───── 文書抜粋

所有物件の屋根がシート防水ならば知っておくべきこと。
ビルの屋上部分のほとんどは、樹脂やゴム製のシートを貼り付けて雨水を防いでいます。
この防水工事をシート防水といいます。
シート防水は経年により劣化が進み、放置しておくといつか破損します。
では補修はどのように行えばいいのでしょうか。
この記事では、シート防水の補修方法について解説していきたいと思います。
物件にシート防水をしている方は、参考になることが見つかると思います。最後までご覧ください。
見出し
防水シートの素材は主に2つ
シート防水に使われる防水シート防水は主に2種類に分かれ、それぞれに特徴があります。
塩化ビニール
塩化ビニールの防水シートは、屋上防水でよく使われます。
シートを接着剤で屋根に貼り付けていくのですが、柔らかくて加工がしやすいため、複雑な形状にも対応できます。
貼り付けるだけで施工が終わるので、施工後すぐに人が歩いても問題ありません。
耐用年数は約15年です。
ゴム
ゴムの防水シートは塩化ビニールシートと同様、接着剤で施工することができ、温度変化による体積変化が少ないため、施工箇所の構造による制限が少ないメリットがあります。
しかし、塩化ビニールシートと比べて破損しやすいというデメリットがあります。
耐用年数は、約12年です。
シート防水の補修のタイミング
シート防水の補修時期を判断するには、シートの状態を直接確認する方法と、シートの耐用年数で判断する方法とがあります。
補修のサイン
屋根の防水シートが浮いたり、破れているのを発見したら、防水シート補修のサインです。
雨漏りやひび割れ、雑草が生えているのも同様ですので、業者に補修を依頼することをおすすめします。
シートの耐用年数
防水シートは素材によって耐用年数がことなり、塩化ビニールは15年、ゴムは12年と言われています。これらの耐用年数を目安に補修を検討することをおすすめします。
屋根のシート防水が破損した場合の補修方法
屋根のシート防水は破損の範囲や状態によって方法が異なります。
部分補修
防水層の破損が部分的なら、補修も部分的で済みます。破損している部分を切り抜いて下地を作り直し、シートを貼り付けて補修をします。
ただし、シート防水は何層かシートを重ねて耐水層を作るので、カットで切り抜いて新しいシートを貼り付けるだけでは、十分な防水効果を発揮できません。
そのため、部分補修をする場合は下地処理のあとウレタン防水塗料で隙間を埋めて水の侵入を防ぎ、その上からウレタン防水層を守るためのコーティングをする場合があります。
部分補修は費用を抑えながら防水性能を回復させることができますが、隙間から水漏れが起こる可能性があり、既存部分の耐用年数によっては全面リフォームをした方がよい場合もあります。

──────────

### 問題文 a
記録のうち「Guideline: for every instance of the green leaf」を含む行から記録の終わりまでを、「tree bark」を「bark surface」に置き換えて書き直してください。それ以外は変えないでください。
シート防水の文書と、このあとの記録とは関係がありません。

───── 利用可能データ

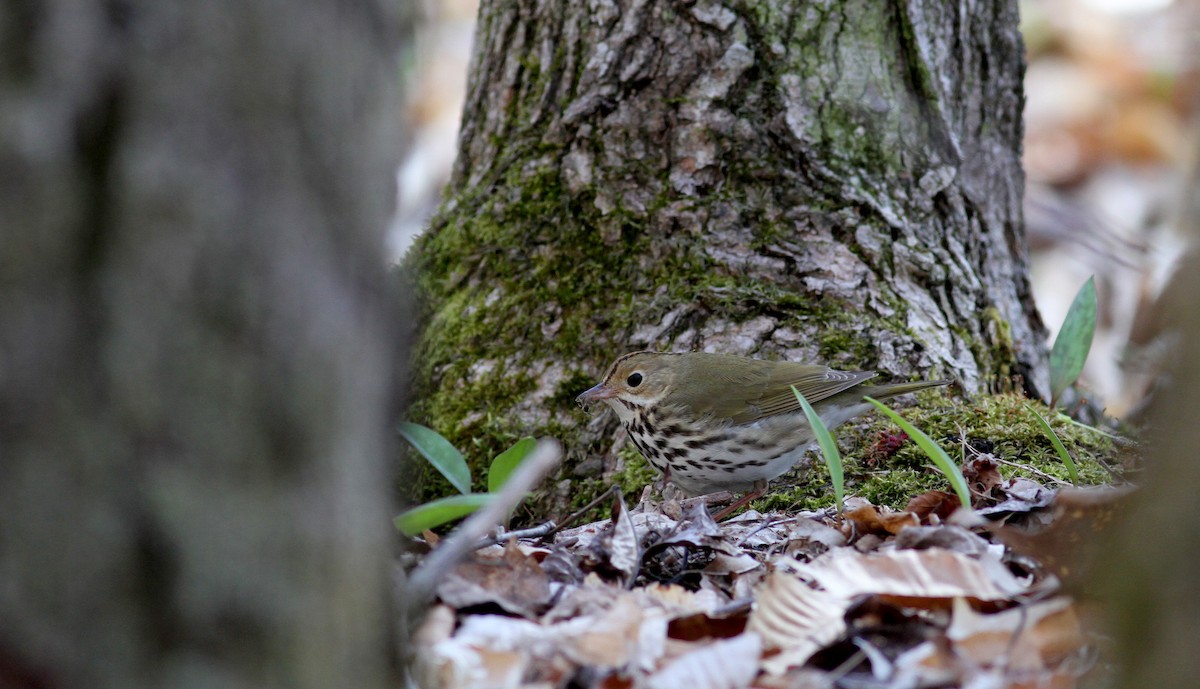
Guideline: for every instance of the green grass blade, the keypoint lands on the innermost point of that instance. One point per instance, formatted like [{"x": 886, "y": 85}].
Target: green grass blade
[
  {"x": 439, "y": 511},
  {"x": 1074, "y": 341},
  {"x": 439, "y": 453},
  {"x": 1057, "y": 444},
  {"x": 508, "y": 461},
  {"x": 933, "y": 450},
  {"x": 828, "y": 449}
]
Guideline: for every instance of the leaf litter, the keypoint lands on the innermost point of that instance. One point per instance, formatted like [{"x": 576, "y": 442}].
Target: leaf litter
[{"x": 923, "y": 597}]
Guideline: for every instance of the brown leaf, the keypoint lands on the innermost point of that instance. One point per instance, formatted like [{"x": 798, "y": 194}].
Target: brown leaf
[
  {"x": 936, "y": 503},
  {"x": 514, "y": 581},
  {"x": 871, "y": 520},
  {"x": 982, "y": 474},
  {"x": 1080, "y": 522}
]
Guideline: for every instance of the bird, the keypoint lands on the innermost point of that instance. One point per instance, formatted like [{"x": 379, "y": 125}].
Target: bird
[{"x": 713, "y": 423}]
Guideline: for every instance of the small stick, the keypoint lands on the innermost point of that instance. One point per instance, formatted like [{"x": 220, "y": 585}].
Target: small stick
[
  {"x": 539, "y": 531},
  {"x": 1031, "y": 469},
  {"x": 423, "y": 583},
  {"x": 612, "y": 490}
]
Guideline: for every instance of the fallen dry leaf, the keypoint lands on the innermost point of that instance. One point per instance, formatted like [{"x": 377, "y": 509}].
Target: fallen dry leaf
[
  {"x": 514, "y": 581},
  {"x": 727, "y": 664},
  {"x": 1027, "y": 639}
]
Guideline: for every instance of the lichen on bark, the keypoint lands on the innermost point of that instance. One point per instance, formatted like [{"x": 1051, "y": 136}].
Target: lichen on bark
[{"x": 829, "y": 181}]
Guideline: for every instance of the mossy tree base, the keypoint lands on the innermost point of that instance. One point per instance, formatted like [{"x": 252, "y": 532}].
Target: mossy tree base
[{"x": 833, "y": 183}]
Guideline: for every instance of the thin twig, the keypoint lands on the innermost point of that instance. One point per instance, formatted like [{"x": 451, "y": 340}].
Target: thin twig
[
  {"x": 612, "y": 490},
  {"x": 1032, "y": 471},
  {"x": 424, "y": 580},
  {"x": 539, "y": 531}
]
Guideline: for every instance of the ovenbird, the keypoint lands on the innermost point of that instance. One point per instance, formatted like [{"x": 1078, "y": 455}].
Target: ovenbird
[{"x": 715, "y": 421}]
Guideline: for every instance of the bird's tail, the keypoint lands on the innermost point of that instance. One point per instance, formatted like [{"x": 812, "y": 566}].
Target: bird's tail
[{"x": 893, "y": 389}]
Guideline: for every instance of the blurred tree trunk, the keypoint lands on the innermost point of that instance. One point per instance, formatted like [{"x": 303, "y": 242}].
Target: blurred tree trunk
[
  {"x": 826, "y": 181},
  {"x": 197, "y": 373},
  {"x": 1150, "y": 564}
]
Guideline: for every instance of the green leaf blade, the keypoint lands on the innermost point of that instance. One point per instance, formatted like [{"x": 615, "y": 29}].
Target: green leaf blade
[
  {"x": 933, "y": 450},
  {"x": 828, "y": 449},
  {"x": 1074, "y": 341},
  {"x": 508, "y": 461},
  {"x": 1057, "y": 444},
  {"x": 439, "y": 511},
  {"x": 438, "y": 450}
]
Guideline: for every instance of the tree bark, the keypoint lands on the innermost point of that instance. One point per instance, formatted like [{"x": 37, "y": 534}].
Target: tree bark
[
  {"x": 197, "y": 342},
  {"x": 822, "y": 181}
]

──────────

### 問題文 b
シート防水の文書について、次の問いに答えてください。
(i) 塩化ビニールの防水シートの耐用年数は約何年ですか。
(ii) ゴムの防水シートには、塩化ビニールシートと比べてどのようなデメリットがありますか。
(iii) 部分補修で下地処理のあと隙間を埋めるのに使うものは何ですか。

### 演習結果 a
Guideline: for every instance of the green leaf blade, the keypoint lands on the innermost point of that instance. One point per instance, formatted like [{"x": 615, "y": 29}].
Target: green leaf blade
[
  {"x": 933, "y": 450},
  {"x": 828, "y": 449},
  {"x": 1074, "y": 341},
  {"x": 508, "y": 461},
  {"x": 1057, "y": 444},
  {"x": 439, "y": 511},
  {"x": 438, "y": 450}
]
Guideline: for every instance of the bark surface, the keypoint lands on the innermost point of that instance. One point per instance, formatted like [{"x": 37, "y": 534}].
Target: bark surface
[
  {"x": 197, "y": 342},
  {"x": 822, "y": 181}
]

### 演習結果 b
(i) 約15年です。
(ii) 破損しやすいことです。
(iii) ウレタン防水塗料です。